**What to produce**
Each line below with the string "green" should be copied.

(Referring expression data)
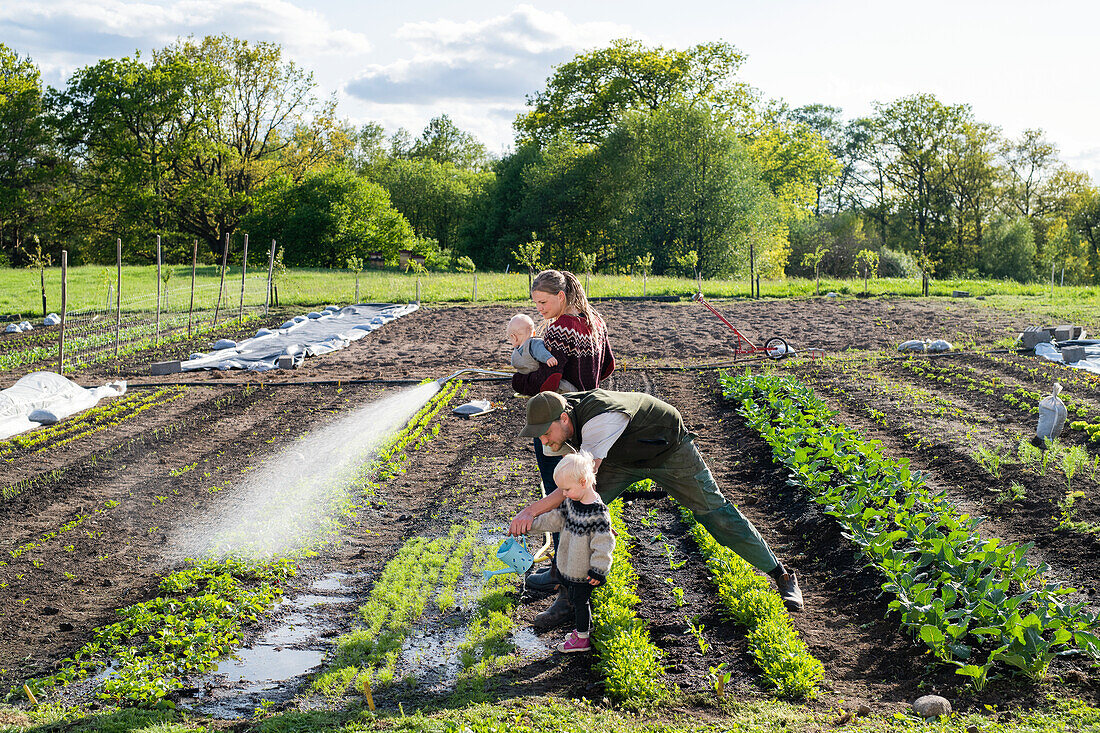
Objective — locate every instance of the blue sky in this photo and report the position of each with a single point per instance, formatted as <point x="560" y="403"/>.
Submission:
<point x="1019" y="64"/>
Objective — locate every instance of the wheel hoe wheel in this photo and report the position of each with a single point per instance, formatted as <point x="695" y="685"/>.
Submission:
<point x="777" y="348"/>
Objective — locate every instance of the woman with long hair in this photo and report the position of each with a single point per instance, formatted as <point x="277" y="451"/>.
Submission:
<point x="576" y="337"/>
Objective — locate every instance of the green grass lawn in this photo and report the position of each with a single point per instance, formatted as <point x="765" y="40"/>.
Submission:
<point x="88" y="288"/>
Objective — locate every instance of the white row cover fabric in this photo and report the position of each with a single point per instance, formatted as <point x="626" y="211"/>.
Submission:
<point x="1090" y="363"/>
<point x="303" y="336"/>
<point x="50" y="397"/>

==

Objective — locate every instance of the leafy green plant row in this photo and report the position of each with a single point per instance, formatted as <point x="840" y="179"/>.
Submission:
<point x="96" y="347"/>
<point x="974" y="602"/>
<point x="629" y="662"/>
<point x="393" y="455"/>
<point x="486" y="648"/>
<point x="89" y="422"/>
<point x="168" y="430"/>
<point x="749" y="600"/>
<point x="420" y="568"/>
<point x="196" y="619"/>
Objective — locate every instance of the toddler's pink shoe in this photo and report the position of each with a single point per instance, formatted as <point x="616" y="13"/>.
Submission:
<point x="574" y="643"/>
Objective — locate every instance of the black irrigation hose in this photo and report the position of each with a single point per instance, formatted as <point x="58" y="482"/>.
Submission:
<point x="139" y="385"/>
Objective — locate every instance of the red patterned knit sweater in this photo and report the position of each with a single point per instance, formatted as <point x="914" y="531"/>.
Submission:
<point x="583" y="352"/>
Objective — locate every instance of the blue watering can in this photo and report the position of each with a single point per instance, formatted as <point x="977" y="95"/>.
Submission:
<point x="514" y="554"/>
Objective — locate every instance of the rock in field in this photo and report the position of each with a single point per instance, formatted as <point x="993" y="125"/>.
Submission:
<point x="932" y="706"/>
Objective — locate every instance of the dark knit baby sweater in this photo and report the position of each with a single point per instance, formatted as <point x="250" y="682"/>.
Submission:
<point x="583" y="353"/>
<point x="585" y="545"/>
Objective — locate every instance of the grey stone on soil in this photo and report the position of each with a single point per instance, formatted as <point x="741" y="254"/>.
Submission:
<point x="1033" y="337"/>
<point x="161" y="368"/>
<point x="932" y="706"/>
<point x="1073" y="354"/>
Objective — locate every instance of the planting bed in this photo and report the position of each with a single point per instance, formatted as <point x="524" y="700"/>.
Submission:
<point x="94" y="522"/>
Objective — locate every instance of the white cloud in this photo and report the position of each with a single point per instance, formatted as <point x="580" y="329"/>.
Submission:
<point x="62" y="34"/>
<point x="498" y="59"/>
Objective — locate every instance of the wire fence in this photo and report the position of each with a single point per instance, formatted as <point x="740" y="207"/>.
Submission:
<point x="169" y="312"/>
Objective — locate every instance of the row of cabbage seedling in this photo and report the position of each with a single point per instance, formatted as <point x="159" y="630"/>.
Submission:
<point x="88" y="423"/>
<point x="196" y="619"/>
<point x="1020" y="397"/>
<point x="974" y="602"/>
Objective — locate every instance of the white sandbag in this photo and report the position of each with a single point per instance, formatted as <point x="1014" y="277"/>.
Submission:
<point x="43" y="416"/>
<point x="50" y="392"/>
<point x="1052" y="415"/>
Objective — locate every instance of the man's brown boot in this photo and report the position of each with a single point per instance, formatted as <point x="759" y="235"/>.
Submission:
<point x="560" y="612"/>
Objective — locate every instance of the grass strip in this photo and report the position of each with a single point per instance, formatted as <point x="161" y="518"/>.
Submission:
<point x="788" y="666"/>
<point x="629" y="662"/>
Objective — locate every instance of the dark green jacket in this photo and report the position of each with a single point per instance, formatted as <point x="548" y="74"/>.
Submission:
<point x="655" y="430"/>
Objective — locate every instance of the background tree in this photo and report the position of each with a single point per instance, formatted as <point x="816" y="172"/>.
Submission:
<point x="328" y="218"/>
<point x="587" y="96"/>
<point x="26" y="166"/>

**Exercise result**
Objective — locate every instance of the green grass lawn in this photo and report the position of each with a single point per instance, formatted as <point x="765" y="40"/>.
Objective — locate every instance of the leafy green plant row in this photo and report the position of each with a single point per instance, formatted as <point x="840" y="179"/>.
Objective — locate every instance of the dark green jacket in this photo and report the position of each with a single point per instance, formatted as <point x="548" y="74"/>.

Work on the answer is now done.